(Extracted records)

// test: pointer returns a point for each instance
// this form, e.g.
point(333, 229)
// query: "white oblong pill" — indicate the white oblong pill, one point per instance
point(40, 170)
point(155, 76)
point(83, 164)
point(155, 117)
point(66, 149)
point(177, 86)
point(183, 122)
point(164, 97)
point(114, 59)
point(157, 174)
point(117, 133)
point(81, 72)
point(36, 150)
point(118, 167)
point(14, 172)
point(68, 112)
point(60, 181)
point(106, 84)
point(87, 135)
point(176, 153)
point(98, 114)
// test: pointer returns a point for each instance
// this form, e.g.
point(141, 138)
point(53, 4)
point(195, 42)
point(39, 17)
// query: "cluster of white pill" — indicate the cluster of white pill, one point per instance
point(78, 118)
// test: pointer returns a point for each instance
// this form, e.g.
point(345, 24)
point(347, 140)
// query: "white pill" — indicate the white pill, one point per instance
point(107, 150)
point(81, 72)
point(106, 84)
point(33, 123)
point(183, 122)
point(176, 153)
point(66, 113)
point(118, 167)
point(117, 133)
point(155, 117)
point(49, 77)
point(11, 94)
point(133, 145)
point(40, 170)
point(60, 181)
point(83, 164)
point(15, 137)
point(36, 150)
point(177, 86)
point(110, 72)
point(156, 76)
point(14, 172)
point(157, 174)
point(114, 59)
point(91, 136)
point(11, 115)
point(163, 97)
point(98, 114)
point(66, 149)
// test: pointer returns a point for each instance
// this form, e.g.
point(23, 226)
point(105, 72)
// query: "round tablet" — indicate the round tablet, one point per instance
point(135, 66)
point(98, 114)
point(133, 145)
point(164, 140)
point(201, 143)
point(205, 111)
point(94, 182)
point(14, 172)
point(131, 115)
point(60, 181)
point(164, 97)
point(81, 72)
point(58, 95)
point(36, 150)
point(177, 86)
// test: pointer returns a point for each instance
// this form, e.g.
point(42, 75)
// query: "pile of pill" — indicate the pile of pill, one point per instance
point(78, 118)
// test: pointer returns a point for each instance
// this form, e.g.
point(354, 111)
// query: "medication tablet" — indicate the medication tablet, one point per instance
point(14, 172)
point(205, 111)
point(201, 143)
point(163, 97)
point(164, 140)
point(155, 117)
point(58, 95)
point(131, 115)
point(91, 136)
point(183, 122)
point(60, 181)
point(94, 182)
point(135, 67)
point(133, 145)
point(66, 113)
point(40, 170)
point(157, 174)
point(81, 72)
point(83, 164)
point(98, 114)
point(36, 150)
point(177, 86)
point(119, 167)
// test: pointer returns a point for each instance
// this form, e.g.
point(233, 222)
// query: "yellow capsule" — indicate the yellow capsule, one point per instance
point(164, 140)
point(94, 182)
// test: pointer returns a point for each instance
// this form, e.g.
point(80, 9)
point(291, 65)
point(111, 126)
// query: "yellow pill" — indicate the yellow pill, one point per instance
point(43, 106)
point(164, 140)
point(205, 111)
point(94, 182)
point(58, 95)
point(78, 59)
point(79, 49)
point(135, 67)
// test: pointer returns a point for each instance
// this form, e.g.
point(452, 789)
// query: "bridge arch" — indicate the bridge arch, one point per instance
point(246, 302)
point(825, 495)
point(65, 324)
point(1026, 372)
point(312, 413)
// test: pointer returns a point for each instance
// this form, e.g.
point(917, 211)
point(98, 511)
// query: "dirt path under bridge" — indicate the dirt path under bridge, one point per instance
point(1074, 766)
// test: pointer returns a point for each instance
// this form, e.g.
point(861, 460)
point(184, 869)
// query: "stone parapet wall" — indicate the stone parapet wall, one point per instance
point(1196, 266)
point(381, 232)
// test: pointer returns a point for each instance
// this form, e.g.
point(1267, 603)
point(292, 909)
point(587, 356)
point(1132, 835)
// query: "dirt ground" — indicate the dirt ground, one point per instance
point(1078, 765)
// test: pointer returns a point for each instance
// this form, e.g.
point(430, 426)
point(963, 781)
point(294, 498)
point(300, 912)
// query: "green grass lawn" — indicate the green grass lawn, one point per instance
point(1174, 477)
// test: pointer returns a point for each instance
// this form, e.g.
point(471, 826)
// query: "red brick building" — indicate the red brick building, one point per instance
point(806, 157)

• [TO DO]: Print the records above exactly as they appear.

• [TASK SOLUTION]:
// test: pointer returns a point for each instance
// this form, e.g.
point(333, 229)
// query: "white oblong pill" — indicate the white oblong pill, one point per instance
point(40, 170)
point(155, 76)
point(83, 164)
point(155, 117)
point(66, 149)
point(177, 86)
point(183, 122)
point(164, 97)
point(114, 59)
point(157, 174)
point(117, 133)
point(81, 72)
point(36, 150)
point(118, 167)
point(14, 172)
point(68, 112)
point(60, 181)
point(106, 84)
point(87, 135)
point(176, 153)
point(98, 114)
// test: pointer returns a point for each instance
// this form, e.g.
point(141, 138)
point(53, 4)
point(195, 42)
point(39, 17)
// query: "cluster of white pill" — indicate the cluster of white pill, one point per instance
point(78, 118)
// test: pointer returns a point for each instance
// this form, e.g.
point(345, 24)
point(347, 140)
// query: "white pill" — indicate the white pill, one point per instance
point(107, 150)
point(81, 72)
point(106, 84)
point(33, 123)
point(183, 122)
point(176, 153)
point(66, 113)
point(118, 167)
point(117, 133)
point(155, 117)
point(49, 77)
point(11, 94)
point(133, 145)
point(40, 170)
point(60, 181)
point(83, 164)
point(15, 137)
point(36, 150)
point(177, 86)
point(110, 72)
point(156, 76)
point(14, 172)
point(157, 174)
point(114, 59)
point(91, 136)
point(11, 115)
point(163, 97)
point(98, 114)
point(66, 149)
// test: pointer returns a point for each instance
// this form, e.g.
point(23, 226)
point(105, 72)
// query: "round tablet" — indicate the round tablet, one point per instance
point(135, 66)
point(98, 114)
point(133, 145)
point(164, 140)
point(201, 143)
point(205, 111)
point(94, 182)
point(14, 172)
point(131, 115)
point(60, 181)
point(164, 97)
point(81, 72)
point(58, 95)
point(36, 150)
point(177, 86)
// test: pointer returns a point for each instance
// this form, e.g.
point(42, 75)
// query: "pile of pill" — indicate the pile of pill, one point per instance
point(78, 118)
// test: pointer returns a point for each instance
// this form, e.g.
point(354, 111)
// query: "medication tablet" — indicate the medication tablet, one point per instance
point(14, 172)
point(205, 111)
point(201, 143)
point(163, 97)
point(164, 140)
point(155, 117)
point(58, 95)
point(131, 115)
point(91, 136)
point(183, 122)
point(60, 181)
point(94, 182)
point(135, 67)
point(133, 145)
point(66, 113)
point(40, 170)
point(157, 174)
point(81, 72)
point(83, 164)
point(98, 114)
point(36, 150)
point(177, 86)
point(119, 167)
// test: pointer returns a point for each instance
// this form, e.g.
point(233, 222)
// query: "yellow capsule" — indicate the yellow capsule, one point per instance
point(164, 140)
point(94, 182)
// test: pointer returns a point for each instance
// this form, e.g.
point(80, 9)
point(291, 65)
point(111, 126)
// query: "yellow pill" — indicate the yellow pill, one point per instance
point(43, 106)
point(164, 140)
point(205, 111)
point(94, 182)
point(58, 95)
point(78, 59)
point(79, 49)
point(135, 67)
// test: pointer returns a point for each instance
// this form, e.g.
point(452, 789)
// query: "bridge arch" — indicate the bridge arch, one point per instance
point(246, 302)
point(825, 495)
point(65, 324)
point(1026, 372)
point(312, 413)
// test: pointer returns a point for each instance
// this form, e.g.
point(917, 211)
point(98, 511)
// query: "dirt path under bridge" — indicate the dirt path under bridge, one point per instance
point(1074, 766)
// test: pointer returns a point for each instance
// this form, e.g.
point(861, 460)
point(184, 869)
// query: "stone parapet wall" — indicate the stone parapet wall, one point per instance
point(1196, 266)
point(381, 232)
// test: pointer returns a point for each instance
// this form, e.g.
point(1267, 603)
point(292, 909)
point(587, 356)
point(1132, 835)
// query: "dirt ground" — indicate the dirt ground, one point per instance
point(1078, 765)
// test: pointer returns a point for each instance
// this form, e.g.
point(430, 426)
point(963, 781)
point(294, 498)
point(300, 912)
// query: "green grass lawn" — indicate the green grass lawn, one point per instance
point(1174, 477)
// test: pointer returns a point for each instance
// this form, e.g.
point(471, 826)
// query: "red brick building" — indicate the red brick building, one point per instance
point(806, 157)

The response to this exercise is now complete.